## Text to read
Your neighbours wouldn't be very happy if you make +50 liters batches 
There is a lot of NOx released when using 1 liter of AR, I don't imagine it 50 times more lol.


----------



## lazersteve (Dec 4, 2007)

Fragum,

I typically process 5-8 pound batches of fingers with AP in a 5 gallon bucket. The key is agitation. The more scrap in the bucket the harder it is for the AP to dissolve the copper due to the shielding effect of adjacent fingers to one another. They tend to press together and protect each other from solution exposure.

Another set of problems come about when filtering, rinsing, and disposing of the larger volumes and masses of material you will be handling. If you process more weight than you can lift you will need an alternate means of moving the scrap and solutions.

As Noxx pointed out increased fumes and chemical safety are always a concern when scaling up any reaction.

If you are setup properly you can scale up just about any chemical reaction.

Steve


----------



## Fragum (Dec 5, 2007)

Thanks for the replies!

One of my concerns was determining if there were thresholds (which were discussed) surrounding either chemical reactions (fumes, heat) and/or production costs such as the escalation of chemicals used in the process.

## Provided material
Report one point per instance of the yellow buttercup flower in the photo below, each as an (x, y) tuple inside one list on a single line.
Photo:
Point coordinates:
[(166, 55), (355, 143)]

## To do
**1.** In the forum thread on scaling up batches, what container does lazersteve typically use to process 5-8 pound batches of fingers with AP?
**2.** According to the forum thread on scaling up batches, why does adding more scrap to the bucket make it harder for the AP to dissolve the copper? Answer in one to three sentences.
**3.** How would the forum thread on scaling up batches carry on? Continue it from the point where it stops.

## Results of the tasks
**1.** A 5 gallon bucket.

**2.** With more scrap in the bucket, adjacent fingers shield one another. They tend to press together and protect each other from exposure to the solution, so the AP has a harder time reaching and dissolving the copper.

**3.**
Another concern would be the process itself. Do you stage your processes to maximize the efficiencies? for example: Let's say you process 5-8 lbs of fingers at a time. When you harvest the gold foils from that batch, do you combine this output with the output from other batches until you have a specific amount of foils (in grams) to dissolve - or do you maintain a process integrity by processing the batch from start to finish is a single lot?

I can see where the process integrity is important for the first-timers just so that there is a grasp of the entire process, but after there is a clear understanding of the process, hazards, and waste issues - I would think that moving from a linear process to a demand flow process would maximize the time involved per the gold output.

You guys have been doing this for a long time, and I want to lean on your expertise as much as I can.

Thanks.


----------



## goldsilverpro (Dec 5, 2007)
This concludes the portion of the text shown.